» TEXT EXCERPT:
———

Bridging Generative Sequence Modeling and Online Decision-Making
Real-world decision-making often involves grappling with uncertainty. This challenge is particularly acute in areas like recommendation systems, where new items are continuously introduced, and personalized user experiences where new individual consistently enter the system. Traditional bandit algorithms struggle to handle the complex, unstructured data (e.g., text and images) that are common in modern applications. This work introduces a novel framework for learning bandit algorithms using autoregressive sequence models, offering a scalable and principled approach to Thompson sampling.
Problem Setting
Formally, we define meta-learning bandit problem where the bandit repeatedly encounters new tasks that require exploring to gather useful information. We illustrate our approach using a news article recommendation setting.
Each day, new articles (actions) are released, and the system needs to recommend these to users while balancing exploration (trying new articles) and exploitation (showing the articles predicted to be the most popular based on the article headline text). Although article headlines provide a useful early indicator of article performance, models that solely rely on such features will eventually be outperformed by simple alternatives that learn from actual user feedback. The algorithm also has access to a large historical recommendation dataset on previously released articles from past days.
Our meta-bandit setting has two stages: (1) learning from a massive historical dataset and (2) online decision-making on a new task (recommendation problem with new items).

———

» PROBLEM STATEMENT:
Using the text on sequence models and decision-making, answer each item on its own line:
(a) What two kinds of unstructured data does it name as hard for traditional bandit algorithms?
(b) In the news setting, what serves as the actions?
(c) What are the two stages of the meta-bandit setting?

———

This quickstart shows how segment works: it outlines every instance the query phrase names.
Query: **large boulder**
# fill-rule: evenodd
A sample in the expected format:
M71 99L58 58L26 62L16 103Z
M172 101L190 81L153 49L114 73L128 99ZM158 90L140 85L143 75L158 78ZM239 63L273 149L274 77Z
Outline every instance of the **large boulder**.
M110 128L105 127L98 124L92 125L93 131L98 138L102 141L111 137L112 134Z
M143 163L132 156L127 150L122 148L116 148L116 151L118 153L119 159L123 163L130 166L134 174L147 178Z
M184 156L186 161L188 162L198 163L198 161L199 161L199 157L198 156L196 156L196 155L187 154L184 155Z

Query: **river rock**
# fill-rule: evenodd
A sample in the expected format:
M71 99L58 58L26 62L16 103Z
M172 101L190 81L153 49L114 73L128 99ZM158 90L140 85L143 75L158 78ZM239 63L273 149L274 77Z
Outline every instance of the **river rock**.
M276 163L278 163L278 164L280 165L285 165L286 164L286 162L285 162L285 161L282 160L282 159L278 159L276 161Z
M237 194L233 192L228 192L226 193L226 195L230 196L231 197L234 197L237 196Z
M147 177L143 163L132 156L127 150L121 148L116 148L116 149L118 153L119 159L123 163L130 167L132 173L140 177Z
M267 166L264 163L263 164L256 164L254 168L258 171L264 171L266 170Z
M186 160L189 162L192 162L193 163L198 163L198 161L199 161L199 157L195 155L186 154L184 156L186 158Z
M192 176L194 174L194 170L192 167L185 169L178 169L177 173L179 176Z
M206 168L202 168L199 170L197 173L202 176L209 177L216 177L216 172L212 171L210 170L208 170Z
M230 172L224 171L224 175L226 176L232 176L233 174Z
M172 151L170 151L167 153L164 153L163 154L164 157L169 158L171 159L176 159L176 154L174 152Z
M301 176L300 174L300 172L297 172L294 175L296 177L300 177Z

———

» WORKED SOLUTION:
(a) Text and images.
(b) The new articles released each day.
(c) Learning from a massive historical dataset, then online decision-making on a new task (a recommendation problem with new items).